=== Problem ===
Write out the whole listing, matching it exactly.

━━━━━━━━━━━━━━━━━━━━

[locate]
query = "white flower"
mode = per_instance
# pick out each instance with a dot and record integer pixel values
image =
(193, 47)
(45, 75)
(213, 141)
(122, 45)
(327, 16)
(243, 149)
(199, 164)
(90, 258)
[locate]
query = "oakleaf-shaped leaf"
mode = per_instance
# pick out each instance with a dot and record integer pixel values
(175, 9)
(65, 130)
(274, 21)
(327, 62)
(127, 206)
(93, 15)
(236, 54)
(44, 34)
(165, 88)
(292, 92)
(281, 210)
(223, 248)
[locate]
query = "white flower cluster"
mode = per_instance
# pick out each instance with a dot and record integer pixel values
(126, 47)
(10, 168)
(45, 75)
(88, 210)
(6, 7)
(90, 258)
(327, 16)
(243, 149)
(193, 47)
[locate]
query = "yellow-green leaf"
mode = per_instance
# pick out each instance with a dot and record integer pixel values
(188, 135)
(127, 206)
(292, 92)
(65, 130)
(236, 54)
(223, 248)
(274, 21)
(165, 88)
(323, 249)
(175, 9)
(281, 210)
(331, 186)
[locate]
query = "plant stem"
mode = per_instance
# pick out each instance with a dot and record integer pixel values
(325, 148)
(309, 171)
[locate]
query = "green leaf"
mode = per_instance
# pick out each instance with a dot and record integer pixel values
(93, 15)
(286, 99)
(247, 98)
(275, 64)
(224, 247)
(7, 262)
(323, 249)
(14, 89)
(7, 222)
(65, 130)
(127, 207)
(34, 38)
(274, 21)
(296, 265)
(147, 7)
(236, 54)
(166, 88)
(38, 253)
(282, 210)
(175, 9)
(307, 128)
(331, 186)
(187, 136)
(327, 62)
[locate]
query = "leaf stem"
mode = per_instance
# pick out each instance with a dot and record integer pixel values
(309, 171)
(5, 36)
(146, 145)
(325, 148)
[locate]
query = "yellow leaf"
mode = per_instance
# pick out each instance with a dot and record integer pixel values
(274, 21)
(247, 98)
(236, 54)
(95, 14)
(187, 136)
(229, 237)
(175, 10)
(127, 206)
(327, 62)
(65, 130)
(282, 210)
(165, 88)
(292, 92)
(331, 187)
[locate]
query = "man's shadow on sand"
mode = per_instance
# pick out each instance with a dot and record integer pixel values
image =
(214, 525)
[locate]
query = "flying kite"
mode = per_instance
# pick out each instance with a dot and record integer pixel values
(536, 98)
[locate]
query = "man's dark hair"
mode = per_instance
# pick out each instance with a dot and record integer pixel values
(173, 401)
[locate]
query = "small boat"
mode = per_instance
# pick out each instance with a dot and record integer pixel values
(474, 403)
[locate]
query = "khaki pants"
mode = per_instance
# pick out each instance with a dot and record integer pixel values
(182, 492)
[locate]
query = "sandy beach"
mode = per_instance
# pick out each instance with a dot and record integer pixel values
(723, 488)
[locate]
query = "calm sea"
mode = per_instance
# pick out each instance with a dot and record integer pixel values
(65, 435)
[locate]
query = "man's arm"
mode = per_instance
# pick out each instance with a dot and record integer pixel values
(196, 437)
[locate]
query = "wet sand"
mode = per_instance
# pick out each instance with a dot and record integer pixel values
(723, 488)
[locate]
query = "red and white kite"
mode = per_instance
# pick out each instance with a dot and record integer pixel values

━━━━━━━━━━━━━━━━━━━━

=== Solution to the exercise ===
[locate]
query = "white flower"
mode = per_instance
# pick out each instance with a dot and record integer pixel values
image =
(193, 47)
(45, 75)
(213, 141)
(122, 45)
(327, 16)
(243, 149)
(199, 164)
(90, 258)
[locate]
query = "oakleaf-shaped leaf"
mode = per_instance
# pick out each instance with a dot and record integer pixel values
(175, 9)
(65, 130)
(274, 21)
(327, 62)
(127, 206)
(93, 15)
(236, 54)
(44, 34)
(165, 88)
(292, 92)
(281, 210)
(223, 248)
[locate]
query = "white flower cluster"
mode = per_instance
# pick out each instance with a dot and record integer pixel values
(126, 47)
(10, 168)
(45, 75)
(88, 210)
(6, 7)
(90, 258)
(327, 16)
(243, 149)
(193, 47)
[locate]
query = "yellow-green leaf"
mode = per_instance
# pick out each instance with a dot and record integer pixel values
(188, 135)
(127, 206)
(292, 92)
(65, 130)
(236, 54)
(223, 248)
(274, 21)
(165, 88)
(323, 249)
(175, 9)
(281, 210)
(331, 186)
[locate]
query = "plant stem"
mode = per_instance
# pick out each instance with a dot and record integer pixel values
(325, 148)
(309, 171)
[locate]
query = "green leaf"
mode = per_instance
# pick out each instance with a dot and record integer pixel values
(93, 15)
(286, 99)
(247, 98)
(275, 64)
(224, 247)
(7, 262)
(323, 249)
(14, 89)
(7, 222)
(65, 130)
(127, 207)
(34, 38)
(274, 21)
(296, 265)
(147, 7)
(236, 54)
(166, 88)
(38, 253)
(282, 210)
(175, 9)
(307, 128)
(331, 186)
(187, 136)
(327, 62)
[locate]
query = "leaf stem"
mode = per_instance
# pick out each instance with a dot and record integer pixel values
(309, 171)
(5, 36)
(146, 145)
(325, 148)
[locate]
query = "yellow leaf"
mode = per_instance
# pick out each instance with a dot and record integer pixel values
(274, 21)
(247, 98)
(236, 54)
(95, 14)
(187, 136)
(229, 237)
(175, 10)
(127, 206)
(327, 62)
(65, 130)
(282, 210)
(165, 88)
(292, 92)
(331, 187)
[locate]
query = "man's shadow on sand"
mode = per_instance
# pick out each instance with a dot and record integer pixel values
image =
(214, 525)
[locate]
query = "flying kite"
mode = per_instance
# pick out each instance with a dot and record integer pixel values
(536, 98)
[locate]
query = "man's dark hair"
mode = per_instance
# pick out each instance with a dot and record integer pixel values
(173, 401)
[locate]
query = "small boat"
mode = per_instance
# pick out each instance with a dot and record integer pixel values
(474, 403)
[locate]
query = "khaki pants"
mode = per_instance
# pick out each instance with a dot and record integer pixel values
(182, 492)
[locate]
query = "sandy beach"
mode = per_instance
# pick out each instance with a dot and record integer pixel values
(723, 488)
[locate]
query = "calm sea"
mode = per_instance
# pick out each instance with a dot and record integer pixel values
(65, 435)
[locate]
query = "man's arm"
mode = per_instance
# pick out each instance with a dot and record integer pixel values
(196, 437)
[locate]
query = "wet sand"
mode = per_instance
# pick out each instance with a dot and record integer pixel values
(723, 488)
[locate]
query = "red and white kite"
mode = per_instance
# pick out each instance with a dot and record integer pixel values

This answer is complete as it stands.